PROBLEM DETAILS
The records appear below. Repeat them exactly.

Saved entries
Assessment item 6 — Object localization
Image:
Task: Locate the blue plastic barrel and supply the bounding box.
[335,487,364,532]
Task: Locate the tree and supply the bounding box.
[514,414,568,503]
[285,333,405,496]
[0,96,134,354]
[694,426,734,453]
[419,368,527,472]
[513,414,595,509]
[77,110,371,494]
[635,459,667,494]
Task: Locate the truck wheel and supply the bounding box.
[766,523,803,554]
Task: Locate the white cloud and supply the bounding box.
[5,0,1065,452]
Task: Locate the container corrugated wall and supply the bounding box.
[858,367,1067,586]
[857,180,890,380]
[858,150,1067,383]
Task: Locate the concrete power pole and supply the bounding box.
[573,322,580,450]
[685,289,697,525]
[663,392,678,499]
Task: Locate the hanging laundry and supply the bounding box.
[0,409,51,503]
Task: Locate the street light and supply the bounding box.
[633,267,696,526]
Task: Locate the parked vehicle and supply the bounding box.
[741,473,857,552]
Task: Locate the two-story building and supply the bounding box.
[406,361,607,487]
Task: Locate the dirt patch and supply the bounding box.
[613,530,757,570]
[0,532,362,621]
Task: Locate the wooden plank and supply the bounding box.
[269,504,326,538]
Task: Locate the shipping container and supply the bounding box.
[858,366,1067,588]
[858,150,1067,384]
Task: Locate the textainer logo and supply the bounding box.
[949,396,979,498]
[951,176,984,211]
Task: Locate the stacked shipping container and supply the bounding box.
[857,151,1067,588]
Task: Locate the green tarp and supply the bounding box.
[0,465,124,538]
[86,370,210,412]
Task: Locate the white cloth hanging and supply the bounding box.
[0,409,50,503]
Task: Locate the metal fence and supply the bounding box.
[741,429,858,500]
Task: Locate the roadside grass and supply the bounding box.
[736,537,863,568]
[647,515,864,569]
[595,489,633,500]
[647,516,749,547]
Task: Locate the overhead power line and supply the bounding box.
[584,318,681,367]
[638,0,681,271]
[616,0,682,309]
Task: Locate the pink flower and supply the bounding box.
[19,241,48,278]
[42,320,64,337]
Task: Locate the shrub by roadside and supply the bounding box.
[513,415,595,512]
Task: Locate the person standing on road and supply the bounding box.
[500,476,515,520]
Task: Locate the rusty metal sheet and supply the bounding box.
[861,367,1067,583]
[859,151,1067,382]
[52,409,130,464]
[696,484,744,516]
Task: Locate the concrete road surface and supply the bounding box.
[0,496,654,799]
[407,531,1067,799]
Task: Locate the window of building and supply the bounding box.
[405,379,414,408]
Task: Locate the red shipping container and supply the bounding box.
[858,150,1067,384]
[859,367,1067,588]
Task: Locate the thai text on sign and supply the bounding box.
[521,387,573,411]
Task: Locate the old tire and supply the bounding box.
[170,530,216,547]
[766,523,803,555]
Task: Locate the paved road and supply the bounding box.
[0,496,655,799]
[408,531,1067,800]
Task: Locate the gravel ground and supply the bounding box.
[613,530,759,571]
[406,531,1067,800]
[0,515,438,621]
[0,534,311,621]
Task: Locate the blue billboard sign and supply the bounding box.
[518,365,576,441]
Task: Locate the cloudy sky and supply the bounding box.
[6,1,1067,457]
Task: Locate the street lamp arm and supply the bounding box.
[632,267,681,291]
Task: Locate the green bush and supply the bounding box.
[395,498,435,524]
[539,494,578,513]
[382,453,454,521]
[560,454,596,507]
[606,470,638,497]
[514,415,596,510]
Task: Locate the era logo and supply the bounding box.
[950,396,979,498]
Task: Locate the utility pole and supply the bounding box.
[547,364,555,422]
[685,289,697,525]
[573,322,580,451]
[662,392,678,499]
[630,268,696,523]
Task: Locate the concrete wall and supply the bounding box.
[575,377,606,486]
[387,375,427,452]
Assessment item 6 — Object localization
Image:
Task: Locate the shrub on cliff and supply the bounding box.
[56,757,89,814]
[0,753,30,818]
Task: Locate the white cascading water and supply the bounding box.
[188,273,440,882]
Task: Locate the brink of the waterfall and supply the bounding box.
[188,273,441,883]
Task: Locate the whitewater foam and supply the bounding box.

ANSWER SPACE
Assessment item 6 — Object localization
Image:
Task: Locate the blue plastic barrel and supply the bounding box.
[335,487,364,532]
Task: Locate the tree and supply the bounding box.
[514,414,568,503]
[285,333,405,496]
[0,96,134,354]
[694,426,734,453]
[419,368,527,472]
[513,414,595,509]
[77,110,371,494]
[635,459,667,494]
Task: Locate the truck wheel and supply the bounding box.
[766,523,803,554]
Task: Locate the white cloud and supply the bounding box.
[5,0,1065,452]
Task: Locate the container corrugated wall and supply the bounding box.
[858,367,1067,586]
[857,180,890,380]
[858,150,1067,383]
Task: Locate the concrete power pole and supply the bounding box.
[573,322,580,450]
[685,289,697,525]
[663,392,678,499]
Task: Locate the hanging laundry and supply the bounding box.
[0,409,51,503]
Task: Locate the street light and supply the bounding box.
[633,267,696,526]
Task: Locate the parked vehicle and supply the bounding box.
[741,473,857,552]
Task: Locate the two-story building and supply the bounding box.
[406,361,607,487]
Task: Locate the dirt patch and supply the bounding box.
[613,530,757,570]
[0,532,362,621]
Task: Locate the wooden plank and supply the bounding box.
[269,504,326,538]
Task: Locate the shipping container and supply the bounding box.
[858,366,1067,588]
[858,150,1067,384]
Task: Locate the textainer logo and supply the bounding box.
[949,396,979,498]
[951,176,984,211]
Task: Locate the stacked shipping container and supply the bounding box.
[857,151,1067,588]
Task: Locate the green tarp and supply the bounding box.
[0,465,124,538]
[86,370,210,412]
Task: Locate the white cloth hanging and supply the bounding box.
[0,409,50,503]
Task: Locate the metal fence and supply the bounding box.
[741,429,858,500]
Task: Locate the roadside grass and supply the bounding box.
[736,537,863,568]
[647,515,864,569]
[595,489,633,500]
[647,516,749,547]
Task: Locate the overhead power line and supply the bounding box.
[584,318,681,367]
[638,0,681,271]
[616,0,682,309]
Task: Locate the pink flower and supply the bounding box.
[19,241,48,278]
[42,320,64,337]
Task: Locate the shrub by roadside and supply the bounding box.
[513,415,595,512]
Task: Locate the person standing on road and supply the bounding box.
[500,476,515,520]
Task: Locate the rusty metal sheet and supply the bounding box.
[861,367,1067,583]
[859,151,1067,382]
[52,409,130,464]
[696,484,744,516]
Task: Locate the concrete road surface and supply the bounding box.
[0,496,654,799]
[407,531,1067,799]
Task: Locate the window of building and supply the bounding box.
[405,379,414,408]
Task: Locate the red shipping container and supply the bounding box.
[858,150,1067,384]
[859,367,1067,588]
Task: Locate the thai text on sign and supply the bounding box.
[521,387,573,411]
Task: Locate the old tire and supply the bounding box.
[170,530,216,547]
[766,523,803,555]
Task: Locate the paved road and supply the bounding box.
[0,496,655,799]
[408,531,1067,800]
Task: Locate the gravel ground and supply the bounding box.
[613,530,759,571]
[406,531,1067,800]
[0,515,438,621]
[0,534,311,621]
Task: Locate the blue billboard sign and supply the bounding box.
[518,365,576,441]
Task: Locate the cloudy sky and supply the bounding box.
[6,1,1067,457]
Task: Locate the street lamp arm and supply the bounding box.
[632,267,681,291]
Task: Locate the green bush and supply the bounding box.
[395,498,435,524]
[539,494,578,513]
[382,453,454,521]
[560,454,596,507]
[606,470,638,497]
[514,415,596,510]
Task: Locate the era logo and supply the bounding box.
[950,396,979,498]
Task: Locate the utility pole and supply the bounding box.
[547,364,555,422]
[685,289,697,525]
[573,322,580,451]
[662,392,678,499]
[630,268,696,523]
Task: Locate the concrete wall and supply the bounding box.
[575,377,606,486]
[387,375,427,452]
Assessment item 6 — Object localization
Image:
Task: Locate the shrub on cliff and supply the bounding box.
[56,757,89,814]
[0,753,30,818]
Task: Locate the white cascading water and supply the bounding box.
[188,273,440,882]
Task: Locate the brink of the waterfall and supply the bounding box.
[188,273,441,883]
Task: Locate the whitewater foam and supply the bounding box.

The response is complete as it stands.